* _Passage to read_

((

Dining Guide: 5 new & noteworthy Portland-area restaurants

The restaurant boom in Maine shows no signs of abating, but to survive, you better be good. These five newcomers appear to have staying power.

Written by: Susan Axelrod

For full listings and more restaurants, see the new searchable Restaurant & Bar Guide.

The kitchen bar at Central Provisions. Photo by Ted Axelrod

The kitchen bar at Central Provisions. Photo by Ted Axelrod

Central Provisions

414 Fore St., Portland | 805-1085  | central-provisions.com | $$$
In the heart of the Old Port, Central Provisions offers a menu of international small plates for exceptionally fine dining in a casual atmosphere. Upstairs, the open kitchen allows diners to watch chef/owner Chris Gould and his top-notch team at work. Downstairs, the bar is equally as exciting, serving up specialty cocktails — including some without alcohol, a thoughtful selection of wines and mostly local beers.

))

* _Written task 1_
According to the dining guide, who is the chef/owner of Central Provisions?

Rows from a pointing dataset:
((

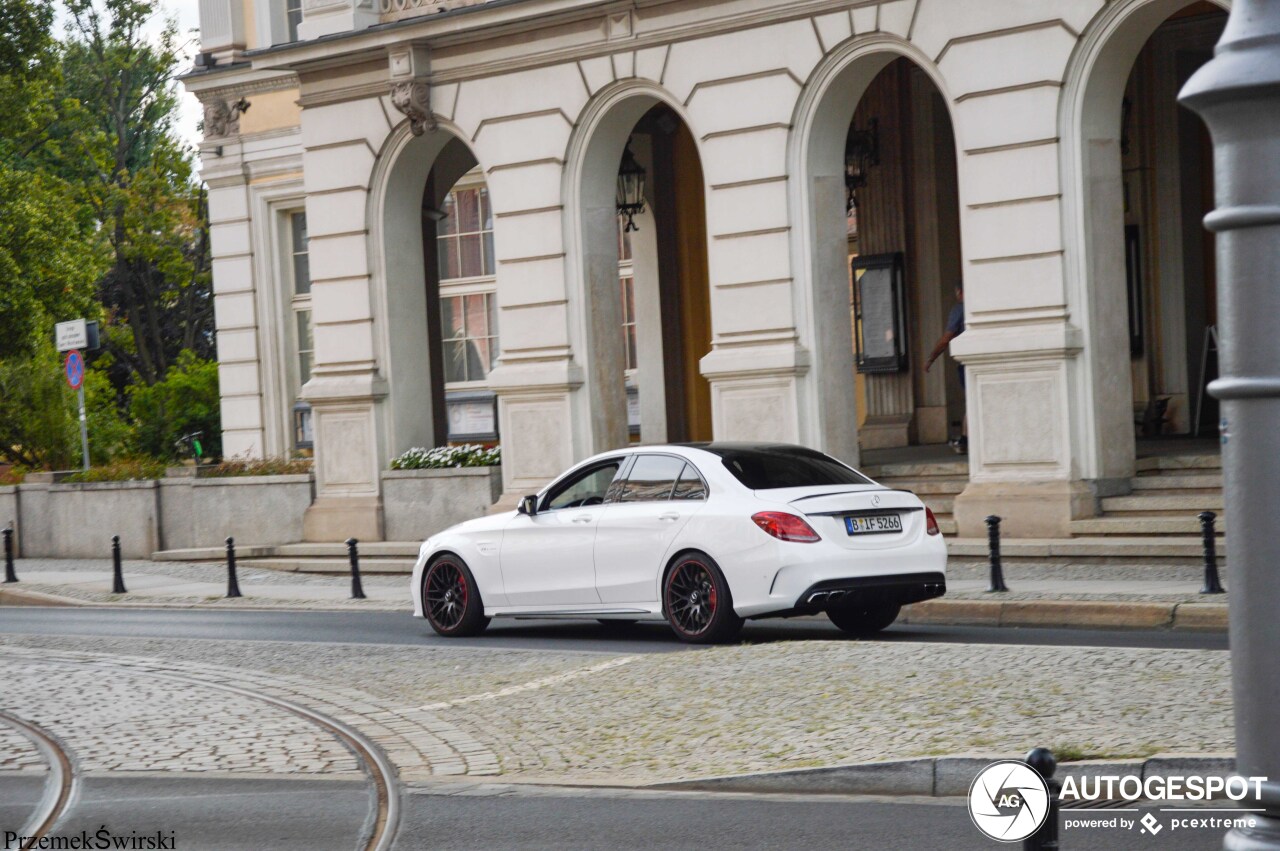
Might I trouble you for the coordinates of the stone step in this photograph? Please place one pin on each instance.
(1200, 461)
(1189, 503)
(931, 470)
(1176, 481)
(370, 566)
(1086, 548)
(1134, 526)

))
((

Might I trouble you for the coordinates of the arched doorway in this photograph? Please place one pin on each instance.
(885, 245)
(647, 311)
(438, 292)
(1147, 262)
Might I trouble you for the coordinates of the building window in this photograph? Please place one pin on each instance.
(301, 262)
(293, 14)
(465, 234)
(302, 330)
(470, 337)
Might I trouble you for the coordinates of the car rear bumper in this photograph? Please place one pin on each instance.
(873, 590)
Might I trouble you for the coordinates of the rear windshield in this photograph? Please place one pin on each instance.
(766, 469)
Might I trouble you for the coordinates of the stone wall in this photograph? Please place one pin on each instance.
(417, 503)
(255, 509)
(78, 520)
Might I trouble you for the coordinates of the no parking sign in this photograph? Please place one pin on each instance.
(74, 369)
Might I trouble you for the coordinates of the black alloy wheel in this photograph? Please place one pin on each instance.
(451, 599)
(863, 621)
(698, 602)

))

* _Written task 2_
Print the lines of the listing from the line containing "Might I trouble you for the coordinates of the stone step" to the line containing "(1134, 526)", with both of those lines included.

* _Full output 1_
Chris Gould

* _Full output 2_
Might I trouble you for the coordinates of the stone step in this photograph? Please place one pin on each instance.
(1200, 461)
(1189, 503)
(931, 470)
(1176, 481)
(370, 566)
(1086, 548)
(1134, 526)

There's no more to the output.